▸ TASK INPUT:
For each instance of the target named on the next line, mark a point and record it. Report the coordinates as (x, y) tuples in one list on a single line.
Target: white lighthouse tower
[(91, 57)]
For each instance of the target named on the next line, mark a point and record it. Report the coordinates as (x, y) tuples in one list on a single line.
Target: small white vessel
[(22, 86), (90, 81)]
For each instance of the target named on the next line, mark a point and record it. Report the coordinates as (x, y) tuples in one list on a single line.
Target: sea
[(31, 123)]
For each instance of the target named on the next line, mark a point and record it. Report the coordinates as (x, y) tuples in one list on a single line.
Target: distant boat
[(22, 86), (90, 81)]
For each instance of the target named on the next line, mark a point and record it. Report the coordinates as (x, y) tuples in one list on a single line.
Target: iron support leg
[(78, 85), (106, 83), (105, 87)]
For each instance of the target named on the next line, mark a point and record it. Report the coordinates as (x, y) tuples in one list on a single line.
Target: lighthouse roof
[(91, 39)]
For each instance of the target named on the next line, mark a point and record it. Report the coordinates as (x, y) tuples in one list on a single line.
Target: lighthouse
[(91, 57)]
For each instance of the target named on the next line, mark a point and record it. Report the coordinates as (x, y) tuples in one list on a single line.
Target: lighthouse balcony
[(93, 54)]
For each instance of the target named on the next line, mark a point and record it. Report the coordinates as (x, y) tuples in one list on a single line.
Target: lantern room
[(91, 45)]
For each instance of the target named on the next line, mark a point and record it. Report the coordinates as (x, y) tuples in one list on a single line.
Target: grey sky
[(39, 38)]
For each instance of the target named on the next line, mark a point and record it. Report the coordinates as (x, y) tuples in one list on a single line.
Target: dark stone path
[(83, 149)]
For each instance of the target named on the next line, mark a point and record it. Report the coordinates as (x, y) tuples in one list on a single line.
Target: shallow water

▸ WRITTEN REQUEST:
Can you give every line of the material above as a numbered list, with any blank lines left out?

▸ EXERCISE SOLUTION:
1. For each instance of the target named on the next line, mark a point and record it. Report the coordinates as (x, y) tuples in one list on a single line.
2. Target: white lighthouse tower
3. [(91, 57)]
4. For each instance of the target named on the next line, mark a point and record it. Report the coordinates as (x, y) tuples in one list on a single line.
5. Target: small white vessel
6. [(22, 86), (90, 81)]
7. For each instance of the target named on the next line, mark a point and record it. Report the coordinates as (x, y) tuples in one list on a single line.
8. Target: sea
9. [(31, 123)]
10. For each instance of the target named on the next line, mark a point and record it. Report the coordinates as (x, y) tuples in one list on a single line.
11. Target: distant boat
12. [(22, 86), (90, 81)]
13. For each instance of the target named on the next line, mark a point and record it. Report the coordinates as (x, y) tuples in one list on a single line.
14. Target: iron support leg
15. [(78, 85), (106, 83), (105, 87)]
16. For each instance of the target named on the next line, mark a point and record it. Report the coordinates as (x, y) tuples in one list on a single line.
17. Target: lighthouse roof
18. [(91, 39)]
19. For each instance of the target named on the next line, mark a point and record it. Report the coordinates as (x, y) tuples in one list on a single line.
20. Target: lighthouse
21. [(91, 57)]
22. For each instance of the target named on the next line, mark a point and record it. Report the coordinates as (x, y) tuples in one list on a single line.
23. Target: lighthouse balcony
24. [(93, 54)]
25. For each instance of the target named on the next line, mark a point and record it. Report the coordinates as (x, y) tuples in one list on a single line.
26. Target: lantern room
27. [(91, 45)]
28. For each instance of the target named on the next line, mark a point and record it. Report the coordinates as (x, y) tuples in one list on a single line.
29. Target: grey sky
30. [(39, 38)]
31. For each instance of the target named on the next line, mark a point and record it. Report the coordinates as (x, y) tuples in one list on a single line.
32. Target: dark stone path
33. [(83, 149)]
34. For each instance of the target named on the next line, mark a point and record it. Report the coordinates as (x, y) tuples in one list on a single line.
35. Target: shallow water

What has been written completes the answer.